* **Stated task**
Write out the material below again, unchanged.

Data listing:
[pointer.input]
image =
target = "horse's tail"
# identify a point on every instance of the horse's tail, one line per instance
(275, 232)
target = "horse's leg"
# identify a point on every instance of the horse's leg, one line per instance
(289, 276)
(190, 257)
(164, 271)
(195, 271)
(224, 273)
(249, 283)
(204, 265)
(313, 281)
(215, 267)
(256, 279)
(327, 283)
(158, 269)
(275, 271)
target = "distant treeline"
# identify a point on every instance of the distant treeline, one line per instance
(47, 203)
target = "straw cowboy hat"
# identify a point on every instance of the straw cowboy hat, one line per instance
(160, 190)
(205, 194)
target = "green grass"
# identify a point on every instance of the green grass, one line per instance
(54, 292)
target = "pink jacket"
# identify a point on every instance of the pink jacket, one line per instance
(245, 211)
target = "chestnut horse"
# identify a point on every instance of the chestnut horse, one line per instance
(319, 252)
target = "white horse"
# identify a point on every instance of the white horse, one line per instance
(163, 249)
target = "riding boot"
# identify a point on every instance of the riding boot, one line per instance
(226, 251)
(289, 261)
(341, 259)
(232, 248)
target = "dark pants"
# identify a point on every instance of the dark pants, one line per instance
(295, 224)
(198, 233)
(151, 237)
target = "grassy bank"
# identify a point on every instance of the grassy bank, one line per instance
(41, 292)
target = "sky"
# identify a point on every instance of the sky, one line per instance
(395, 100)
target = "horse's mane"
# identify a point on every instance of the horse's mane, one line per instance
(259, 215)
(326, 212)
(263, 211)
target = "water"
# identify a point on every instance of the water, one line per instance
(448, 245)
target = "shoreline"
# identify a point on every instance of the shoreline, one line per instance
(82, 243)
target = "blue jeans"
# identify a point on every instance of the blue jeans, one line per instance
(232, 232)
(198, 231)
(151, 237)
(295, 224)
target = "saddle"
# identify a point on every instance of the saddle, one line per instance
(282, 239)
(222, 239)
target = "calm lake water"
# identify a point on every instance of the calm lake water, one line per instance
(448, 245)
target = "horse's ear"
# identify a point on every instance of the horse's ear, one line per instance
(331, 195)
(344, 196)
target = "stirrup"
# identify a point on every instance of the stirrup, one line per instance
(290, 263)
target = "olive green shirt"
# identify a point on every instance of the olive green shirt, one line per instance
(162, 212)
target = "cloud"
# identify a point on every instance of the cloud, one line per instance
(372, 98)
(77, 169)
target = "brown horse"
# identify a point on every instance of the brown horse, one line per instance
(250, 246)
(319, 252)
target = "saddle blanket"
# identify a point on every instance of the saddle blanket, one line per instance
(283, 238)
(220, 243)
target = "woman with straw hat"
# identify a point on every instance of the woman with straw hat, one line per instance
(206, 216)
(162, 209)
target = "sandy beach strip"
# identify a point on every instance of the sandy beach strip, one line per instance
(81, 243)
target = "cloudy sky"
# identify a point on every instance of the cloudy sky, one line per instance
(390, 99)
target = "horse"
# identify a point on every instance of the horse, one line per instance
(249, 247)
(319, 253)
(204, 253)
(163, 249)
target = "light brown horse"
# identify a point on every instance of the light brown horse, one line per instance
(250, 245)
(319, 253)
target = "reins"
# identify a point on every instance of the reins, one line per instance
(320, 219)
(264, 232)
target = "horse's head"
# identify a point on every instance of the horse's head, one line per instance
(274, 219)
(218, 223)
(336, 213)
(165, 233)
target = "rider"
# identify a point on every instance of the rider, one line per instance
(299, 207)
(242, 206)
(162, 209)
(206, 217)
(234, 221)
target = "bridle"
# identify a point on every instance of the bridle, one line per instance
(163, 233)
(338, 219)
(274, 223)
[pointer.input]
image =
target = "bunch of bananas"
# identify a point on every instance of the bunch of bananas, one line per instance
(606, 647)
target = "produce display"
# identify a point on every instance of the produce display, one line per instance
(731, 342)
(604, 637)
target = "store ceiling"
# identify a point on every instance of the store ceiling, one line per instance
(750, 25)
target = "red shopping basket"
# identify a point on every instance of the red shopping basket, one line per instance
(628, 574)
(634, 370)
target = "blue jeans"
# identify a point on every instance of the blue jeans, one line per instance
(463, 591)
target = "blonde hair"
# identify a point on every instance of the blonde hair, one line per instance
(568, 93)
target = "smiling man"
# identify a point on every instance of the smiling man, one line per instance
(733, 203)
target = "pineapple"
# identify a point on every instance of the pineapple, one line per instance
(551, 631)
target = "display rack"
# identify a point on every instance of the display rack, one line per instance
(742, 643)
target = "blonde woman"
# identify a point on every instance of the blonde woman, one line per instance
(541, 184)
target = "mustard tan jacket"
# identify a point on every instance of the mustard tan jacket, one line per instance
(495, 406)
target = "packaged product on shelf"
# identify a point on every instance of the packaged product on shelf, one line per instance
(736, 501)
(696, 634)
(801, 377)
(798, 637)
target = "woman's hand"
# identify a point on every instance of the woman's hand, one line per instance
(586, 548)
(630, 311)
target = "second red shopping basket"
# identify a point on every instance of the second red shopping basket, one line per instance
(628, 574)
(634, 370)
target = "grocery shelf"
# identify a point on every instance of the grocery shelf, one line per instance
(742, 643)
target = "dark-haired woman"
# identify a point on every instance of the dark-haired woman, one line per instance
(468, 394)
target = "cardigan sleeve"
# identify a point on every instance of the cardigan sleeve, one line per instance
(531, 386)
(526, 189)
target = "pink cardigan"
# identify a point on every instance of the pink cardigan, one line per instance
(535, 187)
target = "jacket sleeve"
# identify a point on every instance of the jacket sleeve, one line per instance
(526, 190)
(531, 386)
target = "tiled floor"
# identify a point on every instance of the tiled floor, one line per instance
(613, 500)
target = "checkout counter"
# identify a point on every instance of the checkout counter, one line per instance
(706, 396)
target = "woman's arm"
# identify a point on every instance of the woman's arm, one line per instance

* **Solution for this problem**
[pointer.input]
image =
target = "horse's tail"
# identify a point on every instance of the horse's tail, one line per instance
(275, 232)
target = "horse's leg"
# identify a point on every instance of the horse's leg, one line per instance
(289, 276)
(190, 257)
(164, 271)
(195, 271)
(224, 273)
(249, 283)
(204, 265)
(313, 281)
(215, 267)
(256, 279)
(327, 283)
(158, 269)
(275, 271)
target = "distant treeline"
# identify a point on every instance of the distant treeline, one line per instance
(47, 203)
target = "straw cowboy hat"
# identify a point on every instance of the straw cowboy hat, one line per instance
(160, 190)
(205, 194)
target = "green grass"
# identify a point on every instance of the green grass, one line per instance
(54, 292)
target = "pink jacket"
# identify a point on every instance of the pink jacket, one line per instance
(245, 211)
target = "chestnut horse"
# identify a point on every instance of the chestnut horse, one line per instance
(319, 252)
target = "white horse"
# identify a point on every instance of the white horse, one line per instance
(163, 249)
target = "riding boot"
# identify a point on every instance of the riding boot, one line per instance
(226, 251)
(289, 261)
(341, 259)
(232, 248)
target = "dark pants"
# identify a point on every instance of the dark pants, one line per instance
(295, 224)
(198, 233)
(151, 237)
target = "grassy bank"
# identify a point on every instance of the grassy bank, one line per instance
(41, 292)
target = "sky"
# identify a point on every instance of the sky, one line per instance
(395, 100)
target = "horse's mane"
# identify a point on every instance of the horse's mane, one line per instance
(259, 215)
(326, 212)
(263, 211)
target = "water"
# identify a point on every instance of the water, one line per instance
(448, 245)
target = "shoreline"
# identify a point on every instance of the shoreline, one line per instance
(82, 243)
target = "blue jeans"
# identify a point on every instance of the blue jeans, one line per instance
(232, 232)
(198, 231)
(151, 237)
(295, 224)
target = "saddle"
# identify a point on every instance of the saddle, one line per instance
(282, 239)
(222, 239)
target = "calm lake water"
# identify a point on every instance of the calm lake water, one line per instance
(448, 245)
target = "horse's ear"
# identify a point on every instance of the horse's ear, one line per instance
(331, 195)
(344, 196)
target = "stirrup"
# identify a point on every instance of the stirrup, one line per instance
(290, 263)
target = "olive green shirt"
# identify a point on every instance of the olive green shirt, one line per instance
(162, 212)
target = "cloud"
# identify a point on every instance of the cloud, one line per instance
(372, 98)
(77, 169)
target = "brown horse"
# identify a point on every instance of the brown horse, one line per instance
(250, 246)
(319, 252)
target = "saddle blanket"
# identify a point on every instance of the saddle blanket, one line per instance
(283, 238)
(220, 243)
target = "woman with straw hat"
# identify a point on every instance of the woman with straw hat, one line per instance
(206, 216)
(162, 209)
target = "sandy beach strip"
# identify a point on every instance of the sandy beach strip, one line per instance
(81, 243)
target = "cloudy sky"
# identify a point on every instance of the cloudy sky, one line per instance
(390, 99)
target = "horse"
# identify a point on every instance of the horse, one line per instance
(249, 247)
(319, 253)
(204, 253)
(163, 249)
target = "light brown horse"
# identify a point on every instance of the light brown horse, one line per instance
(250, 245)
(319, 253)
target = "reins"
# identify a point on every instance of the reins, one line per instance
(320, 219)
(264, 232)
target = "horse's head"
# identify a point on every instance of the horse's head, one line per instance
(274, 219)
(218, 223)
(336, 213)
(165, 233)
target = "rider"
# identify a point on every instance of the rider, one line per instance
(299, 207)
(242, 206)
(162, 209)
(206, 217)
(234, 221)
target = "bridle"
# identify a point on every instance of the bridle, one line per instance
(163, 233)
(338, 219)
(274, 223)
[pointer.input]
image =
target = "bunch of bananas"
# identify a point on every instance of the bunch of bananas, one line per instance
(606, 647)
target = "produce display"
# identify a point on every instance of the produce display, one line per instance
(731, 342)
(604, 637)
target = "store ceiling"
# identify a point on every instance of the store ceiling, one line per instance
(750, 25)
target = "red shopping basket"
# identify a point on every instance of the red shopping basket, one line per instance
(628, 574)
(634, 370)
target = "blue jeans"
# identify a point on every instance of the blue jeans, one line per instance
(463, 591)
target = "blonde hair"
# identify a point on every instance of the blonde hair, one line per instance
(568, 93)
target = "smiling man"
# identify a point on every instance of the smiling man, one line per instance
(733, 203)
target = "pineapple"
# identify a point on every instance of the pineapple, one line per instance
(551, 631)
target = "display rack"
# identify a point on every instance of the display rack, one line per instance
(742, 643)
target = "blonde woman"
# identify a point on every instance of the blonde woman, one line per instance
(541, 184)
target = "mustard tan jacket"
# identify a point on every instance of the mustard tan jacket, one line per instance
(495, 406)
target = "packaged product on shelf"
# identify a point on every instance of the packaged product on shelf, one line per instance
(736, 501)
(696, 634)
(801, 377)
(798, 637)
target = "woman's hand"
# identify a point on every instance of the woman's hand, one line per instance
(586, 548)
(630, 311)
target = "second red shopping basket"
# identify a point on every instance of the second red shopping basket, one line per instance
(628, 574)
(634, 370)
target = "grocery shelf"
# identify a point on every instance of the grocery shelf, one line per instance
(742, 643)
target = "dark-haired woman"
# identify a point on every instance of the dark-haired woman, one line per instance
(468, 394)
target = "cardigan sleeve"
# identify a point on every instance of the cardigan sleeve, one line per instance
(531, 386)
(526, 189)
target = "pink cardigan"
# identify a point on every instance of the pink cardigan, one line per instance
(535, 187)
target = "jacket sleeve"
# identify a point on every instance of the jacket sleeve, one line per instance
(526, 190)
(531, 386)
target = "tiled floor"
# identify a point on every instance of the tiled floor, one line per instance
(613, 500)
target = "checkout counter"
# identify a point on every instance of the checkout counter, one line per instance
(706, 396)
target = "woman's arm"
# identify a point on every instance of the woman's arm, one line per instance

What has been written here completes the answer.